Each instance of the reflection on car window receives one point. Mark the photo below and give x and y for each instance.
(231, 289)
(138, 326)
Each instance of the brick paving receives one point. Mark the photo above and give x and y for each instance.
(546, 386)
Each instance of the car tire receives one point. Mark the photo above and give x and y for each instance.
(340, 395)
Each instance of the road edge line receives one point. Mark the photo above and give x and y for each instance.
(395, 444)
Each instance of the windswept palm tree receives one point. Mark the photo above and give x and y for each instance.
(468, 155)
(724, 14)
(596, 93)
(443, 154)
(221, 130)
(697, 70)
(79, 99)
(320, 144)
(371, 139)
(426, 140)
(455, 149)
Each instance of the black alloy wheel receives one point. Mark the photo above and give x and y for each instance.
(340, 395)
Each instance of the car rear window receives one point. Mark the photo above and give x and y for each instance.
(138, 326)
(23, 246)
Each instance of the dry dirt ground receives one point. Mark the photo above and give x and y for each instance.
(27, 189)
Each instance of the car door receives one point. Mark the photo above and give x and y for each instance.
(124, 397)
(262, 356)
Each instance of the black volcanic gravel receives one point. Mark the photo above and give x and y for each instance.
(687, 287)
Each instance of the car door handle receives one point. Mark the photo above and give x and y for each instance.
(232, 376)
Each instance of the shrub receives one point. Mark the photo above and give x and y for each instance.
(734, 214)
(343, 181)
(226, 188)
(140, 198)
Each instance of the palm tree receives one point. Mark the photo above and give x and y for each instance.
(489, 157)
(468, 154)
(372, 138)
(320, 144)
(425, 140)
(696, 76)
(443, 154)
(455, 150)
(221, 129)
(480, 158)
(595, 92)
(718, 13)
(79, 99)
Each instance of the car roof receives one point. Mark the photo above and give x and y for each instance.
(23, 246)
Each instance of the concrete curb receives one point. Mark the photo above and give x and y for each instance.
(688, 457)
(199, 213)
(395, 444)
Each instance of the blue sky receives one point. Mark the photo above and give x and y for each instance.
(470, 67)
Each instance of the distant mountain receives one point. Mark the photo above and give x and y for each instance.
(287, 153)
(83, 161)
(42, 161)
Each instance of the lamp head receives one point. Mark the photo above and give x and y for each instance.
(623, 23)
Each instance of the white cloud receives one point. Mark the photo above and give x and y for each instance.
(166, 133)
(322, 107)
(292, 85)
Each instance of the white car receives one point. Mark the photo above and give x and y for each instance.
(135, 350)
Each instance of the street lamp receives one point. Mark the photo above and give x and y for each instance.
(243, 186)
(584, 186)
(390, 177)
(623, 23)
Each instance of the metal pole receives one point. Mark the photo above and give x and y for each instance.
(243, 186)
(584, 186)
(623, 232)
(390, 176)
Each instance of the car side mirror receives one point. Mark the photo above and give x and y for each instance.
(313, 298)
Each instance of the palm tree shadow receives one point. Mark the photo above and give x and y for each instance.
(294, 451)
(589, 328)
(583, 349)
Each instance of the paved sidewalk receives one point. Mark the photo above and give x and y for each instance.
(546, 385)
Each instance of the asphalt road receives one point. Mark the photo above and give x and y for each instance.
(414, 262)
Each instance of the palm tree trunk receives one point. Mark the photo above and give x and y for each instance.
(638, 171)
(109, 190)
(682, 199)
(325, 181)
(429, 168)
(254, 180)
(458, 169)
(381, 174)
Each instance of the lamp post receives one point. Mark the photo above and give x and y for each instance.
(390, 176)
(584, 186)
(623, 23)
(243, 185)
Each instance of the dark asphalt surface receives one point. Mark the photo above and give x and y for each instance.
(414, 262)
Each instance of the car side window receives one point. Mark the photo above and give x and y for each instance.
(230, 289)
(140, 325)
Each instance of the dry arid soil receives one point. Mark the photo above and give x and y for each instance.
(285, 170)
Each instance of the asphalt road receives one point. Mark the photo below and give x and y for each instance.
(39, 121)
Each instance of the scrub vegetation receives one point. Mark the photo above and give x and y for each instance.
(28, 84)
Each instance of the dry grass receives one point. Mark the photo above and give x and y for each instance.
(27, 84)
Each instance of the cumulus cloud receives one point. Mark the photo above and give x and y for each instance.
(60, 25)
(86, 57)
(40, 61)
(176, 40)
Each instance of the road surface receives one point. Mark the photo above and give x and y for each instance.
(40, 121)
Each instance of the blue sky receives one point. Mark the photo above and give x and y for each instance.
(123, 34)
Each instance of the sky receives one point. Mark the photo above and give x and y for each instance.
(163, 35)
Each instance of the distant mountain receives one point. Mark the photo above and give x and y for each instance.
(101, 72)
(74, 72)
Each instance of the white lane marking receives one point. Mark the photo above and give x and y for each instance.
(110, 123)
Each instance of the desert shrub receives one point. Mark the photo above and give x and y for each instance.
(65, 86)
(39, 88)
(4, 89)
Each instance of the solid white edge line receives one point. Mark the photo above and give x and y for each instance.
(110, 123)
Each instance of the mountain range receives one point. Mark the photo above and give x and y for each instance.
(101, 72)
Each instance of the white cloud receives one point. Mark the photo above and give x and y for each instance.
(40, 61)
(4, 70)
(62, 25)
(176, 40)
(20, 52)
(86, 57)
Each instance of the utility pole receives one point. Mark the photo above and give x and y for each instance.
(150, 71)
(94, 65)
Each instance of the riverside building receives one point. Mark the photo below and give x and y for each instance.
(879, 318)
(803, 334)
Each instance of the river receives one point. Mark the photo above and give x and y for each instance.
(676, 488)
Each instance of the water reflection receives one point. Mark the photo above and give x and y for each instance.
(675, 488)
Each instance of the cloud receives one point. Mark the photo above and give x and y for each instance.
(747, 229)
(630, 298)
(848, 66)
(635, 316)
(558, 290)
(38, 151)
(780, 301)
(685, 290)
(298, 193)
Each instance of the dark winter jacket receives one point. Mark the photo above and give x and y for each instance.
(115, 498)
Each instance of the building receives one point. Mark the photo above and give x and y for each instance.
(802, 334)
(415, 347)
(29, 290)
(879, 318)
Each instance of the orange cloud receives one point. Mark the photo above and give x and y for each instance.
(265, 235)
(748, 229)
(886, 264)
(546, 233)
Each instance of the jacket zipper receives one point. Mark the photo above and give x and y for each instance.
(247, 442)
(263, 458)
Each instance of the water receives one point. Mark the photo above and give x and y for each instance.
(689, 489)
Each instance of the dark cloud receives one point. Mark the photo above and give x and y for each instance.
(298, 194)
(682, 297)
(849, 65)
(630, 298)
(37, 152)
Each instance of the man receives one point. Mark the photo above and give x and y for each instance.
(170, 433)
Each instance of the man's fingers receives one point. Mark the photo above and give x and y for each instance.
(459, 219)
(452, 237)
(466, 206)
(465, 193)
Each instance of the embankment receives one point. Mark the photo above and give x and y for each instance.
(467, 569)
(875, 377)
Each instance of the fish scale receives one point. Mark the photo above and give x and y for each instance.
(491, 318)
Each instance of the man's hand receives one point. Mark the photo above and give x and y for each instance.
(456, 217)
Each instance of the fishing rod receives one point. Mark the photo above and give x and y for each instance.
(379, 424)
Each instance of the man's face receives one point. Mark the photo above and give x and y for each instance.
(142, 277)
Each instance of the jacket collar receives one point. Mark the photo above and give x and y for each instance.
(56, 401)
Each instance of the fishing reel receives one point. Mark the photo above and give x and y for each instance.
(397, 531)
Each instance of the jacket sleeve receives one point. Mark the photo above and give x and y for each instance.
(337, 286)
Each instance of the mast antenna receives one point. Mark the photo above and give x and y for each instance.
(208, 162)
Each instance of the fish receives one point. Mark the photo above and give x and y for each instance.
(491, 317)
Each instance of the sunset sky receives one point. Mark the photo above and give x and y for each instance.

= = = = =

• [To do]: Switch "fishing rod" to "casting rod" in the rows from the line with "Each instance of the man's fingers" through the end of the rows. Repeat only those lines, with everything else unchanged.

• [Result for this exercise]:
Each instance of the man's fingers receives one point. Mark the photo above and give x and y for each instance.
(459, 219)
(452, 237)
(466, 206)
(465, 193)
Each instance of the embankment receives one point. Mark the photo above and give x and y for each instance.
(467, 569)
(875, 377)
Each instance of the fish scale receives one point. Mark the photo above and give x and y for each instance.
(491, 318)
Each instance of the man's hand receives one point. Mark the photo above and give x and y for each instance.
(456, 217)
Each instance of the casting rod receives one point. Mark the photo above and give x and y for each instance.
(379, 424)
Each instance of the man's face receives one point. Mark the photo above and give x and y for each instance.
(142, 277)
Each instance of the jacket collar receives one point. Mark the photo above and give x and y for each instance.
(56, 401)
Each instance of the fishing reel receives one point. Mark the photo above and give x and y for each instance.
(397, 531)
Each instance of the jacket sleeve receives one point. Mark the photo above and give x and y for each instance.
(337, 286)
Each instance of the mast antenna receives one point. Mark the photo above and give x and y for each instance.
(208, 162)
Each instance of the fish receives one point. Mark the photo above and give x and y for each instance.
(491, 317)
Each instance of the sunset sky receives one point. Mark the photo above and give x and y for each instance.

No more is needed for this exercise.